▶ _Selected excerpt_:

============================================================

I have just returned from two weeks' annual leave. My holiday involved lots of sun, the beach and no internet connection.
To my surprise, in the cafes and ice-creameries of the village where I stayed, Apple's iPhone mapping app came up in conversations around me.
It is a tribute to how pervasive the iPhone's market share is that casual coffee breaks are a chance to promote, defend or slam Apple.
Upon my return I had a mountain of catching up to do on the issue, but I did so with a deal of detachment because it was old news (especially in tech journalism).
IT has traditionally been marked by flame wars and fanboyism, but we are reaching a saturation point where the noise is overwhelming.
Surely as IT professionals we can rise above the standard partisan viewpoints, if only temporarily, to look rationally at product launches.
Often we are called upon to advise family and friends when they are making decisions. And more importantly in our professional careers — when we are asked to select technologies, platforms and services for our businesses — we are asked to look beyond our personal preferences. Even on tech-savvy discussion sites the tone of the comments seems to devolve into one of three moods — betrayal, denial or gloating.
Betrayal as if the commenter's chosen brand has personally targeted them and delights in causing them grief but they are powerless to escape.
Denial — that their brand is doing it for their own good, that this is a necessary process and that it will all work out better in the end.
Also just as bad is when the opposing brand's followers gloat over the perceived failings as if their chosen brand is immune from such things.
It seems that perspective is in short supply when it comes to reaction to mega-brands. Why do we need to bring so much passion into every marketed bullet point? I am reminded of families that hold to a political viewpoint that you must agree with completely to be a good family member.
Even if there is a history of excellence for your product of choice, it is not a guarantee of future performance. To hold that there is a guarantee is merely blind faith.

============================================================

Location identification material:
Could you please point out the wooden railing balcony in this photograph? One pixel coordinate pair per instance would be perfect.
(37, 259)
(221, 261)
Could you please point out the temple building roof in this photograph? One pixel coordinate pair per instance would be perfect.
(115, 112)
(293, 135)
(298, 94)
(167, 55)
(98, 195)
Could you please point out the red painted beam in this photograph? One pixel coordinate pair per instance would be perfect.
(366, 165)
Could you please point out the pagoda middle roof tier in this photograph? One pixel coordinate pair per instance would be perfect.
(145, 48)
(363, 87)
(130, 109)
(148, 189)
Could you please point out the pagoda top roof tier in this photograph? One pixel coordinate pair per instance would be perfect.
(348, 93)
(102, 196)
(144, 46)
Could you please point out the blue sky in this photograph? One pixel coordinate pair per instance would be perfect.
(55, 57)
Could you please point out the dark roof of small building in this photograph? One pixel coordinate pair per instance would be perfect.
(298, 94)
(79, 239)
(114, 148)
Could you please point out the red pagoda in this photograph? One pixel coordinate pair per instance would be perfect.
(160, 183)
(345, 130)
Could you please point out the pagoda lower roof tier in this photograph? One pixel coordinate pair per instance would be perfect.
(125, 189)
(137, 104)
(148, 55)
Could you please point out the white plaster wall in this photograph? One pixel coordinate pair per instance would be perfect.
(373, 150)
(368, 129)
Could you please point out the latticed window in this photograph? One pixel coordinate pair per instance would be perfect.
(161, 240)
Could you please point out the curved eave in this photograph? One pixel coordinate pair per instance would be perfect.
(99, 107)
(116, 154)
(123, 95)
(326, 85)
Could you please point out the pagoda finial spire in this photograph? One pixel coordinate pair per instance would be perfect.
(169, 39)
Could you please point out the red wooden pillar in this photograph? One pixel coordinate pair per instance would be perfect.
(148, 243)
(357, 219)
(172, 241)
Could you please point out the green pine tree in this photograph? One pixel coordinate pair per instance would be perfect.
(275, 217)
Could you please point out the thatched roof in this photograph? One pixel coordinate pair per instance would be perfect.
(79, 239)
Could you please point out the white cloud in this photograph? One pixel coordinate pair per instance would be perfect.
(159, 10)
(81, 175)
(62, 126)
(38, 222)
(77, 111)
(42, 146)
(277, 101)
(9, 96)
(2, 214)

============================================================

▶ _Work to complete_: Please answer from the essay on tech brand loyalty: into which three moods does the tone of comments on tech-savvy discussion sites tend to devolve?

▶ _Solution_: Betrayal, denial or gloating.